- North American cover art by Tim Jacobus
- Developer: Imagineering
- Publishers: JP: Jaleco; NA: Absolute Entertainment; EU: Nintendo;
- Designer: David Crane
- Artists: Juan Sanchez Mark Klein
- Composers: Mark Van Hecke Alex Demeo
- Series: A Boy and His Blob
- Platform: Game Boy
- Release: JP: November 9, 1990; NA: May 1991; EU: 1991;
- Genres: Platform, puzzle
- Mode: Single-player

= The Rescue of Princess Blobette =

1990 video game

The Rescue of Princess Blobette / Fushigi na Blobby: Princess Blob o Sukue! (ふしぎなブロビー プリンセス・ブロブを救え!) is a video game for the Game Boy and the sequel to the Nintendo Entertainment System (NES) game A Boy and His Blob: Trouble on Blobolonia. It was published in North America by Imagineering's parent company Absolute Entertainment and in Japan by Jaleco. It was published by Nintendo in Europe.

The Rescue of Princess Blobette follows the two protagonists as they attempt to rescue Princess Blobette from her imprisonment from a castle tower. The game features the same puzzle-platforming gameplay mechanics as Trouble on Blobolonia. Controlling the boy, the player must feed the blob different flavored jelly beans to transform it into different tools to traverse the castle.

The Rescue of Princess Blobette was designed and programmed by David Crane, who also created the original NES game.

==Gameplay==

Using the licorice jelly bean transforms the blob into a ladder, allowing the boy to reach treasure.

The Rescue of Princess Blobette tells the story of a young, male protagonist and his blob companion as they attempt to rescue the latter's girlfriend, the titular Princess Blobette. The damsel in distress has been imprisoned by the antagonistic Alchemist within the highest tower of the Royal Castle on the planet Blobolonia. Like its predecessor, A Boy and His Blob: Trouble on Blobolonia, The Rescue of Princess Blobette is a puzzle-platformer in which the player directly controls the boy as he is followed around by the blob, who is controlled by the computer AI. The pair must navigate the various passages and floors of the castle to locate and free Blobette. The boy can only run back and forth, cannot jump or swim, and will die if he falls a long distance or comes in contact with dangerous objects such as flamethrowers and sewer serpents. The blob however can be made to turn into useful tools when he is fed jelly beans of various flavors. Each flavor causes a different transformation. For example, feeding the blob a tangerine jelly bean will change him into a trampoline, which the boy can then use to reach high platforms. The player may also locate extra jelly bean sacks and numerous, optional treasures. Finding five peppermints will increase the player's extra lives by one.

## [Source excerpt]

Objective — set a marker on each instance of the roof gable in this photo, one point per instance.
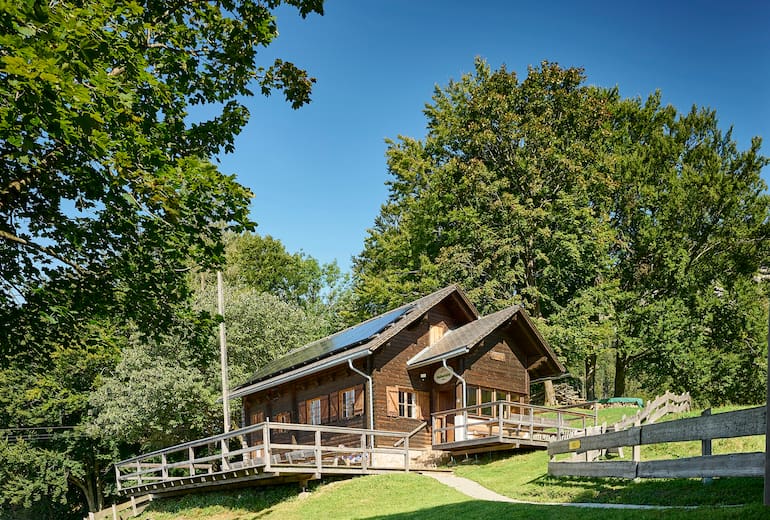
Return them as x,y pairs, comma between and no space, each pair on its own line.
366,336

## [Set exercise]
Pick up the article on The Rescue of Princess Blobette right after its last sentence and carry it on.

## [Response to this exercise]
==Development==
The Rescue of Princess Blobette was developed by Imagineering and designed and programmed by David Crane, who was also the lead designer on Trouble on Blobolonia. A then-untitled follow-up to Trouble on Blobolonia was revealed in the September 1990 issue of GamePro. On November 9, The Rescue of Princess Blobette was first released in Japan by Jaleco under the title Fushigi na Blobby: Princess Blob o Sukue! (不思議なブロビー~プリンセス・ブロブを救え!~). Absolute Entertainment, the parent company of Imagineering, published the game in North America during May 1991.

The rights to the A Boy and His Blob series are currently owned by Majesco. This company published a WayForward Technologies remake of A Boy and His Blob: Trouble on Blobolonia on the Wii, simply titled A Boy and His Blob, and re-released the classic NES game on the Wii Virtual Console in 2009. When Sean Velasco, director at WayForward, was asked if they were able to pick up The Rescue of Princess Blobette, he responded: "Blobette is also the property of Majesco, so there is no reason she could not appear in a new game. Oh man, we have such awesome ideas for her!"

==Reception==

Critical reception for The Rescue of Princess Blobette has been relatively positive. Computer and Video Games praised the game as being addictive and fun, and recommended it to players who want something original and have a lot of time on their hands. Nintendo Power echoed these comments, adding that it is challenging to both novice players and players who have already mastered the original A Boy and His Blob. Ed Griffiths of Nintendojo felt the game's graphics and sound to be very plain, but found gameplay mix of puzzles and exploration satisfying for first time players. Griffiths summarized: "It's short and it's not as much fun the second (or hundredth) time through, but this game is still a keeper. It's thoroughly enjoyable while it lasts, and its unique gameplay gives it a well-deserved cult classic status. Still, there are other games out there that'll give you more bang for your buck". 1UP.com writer Ray Barnholt, who is familiar with the original A Boy and His Blob, was thoroughly unimpressed with The Rescue of Princess Blobette. Barnholt disliked the limited room to move, the ability of the blob to accidentally push the boy into a deadly trap, and no way to save one's progress.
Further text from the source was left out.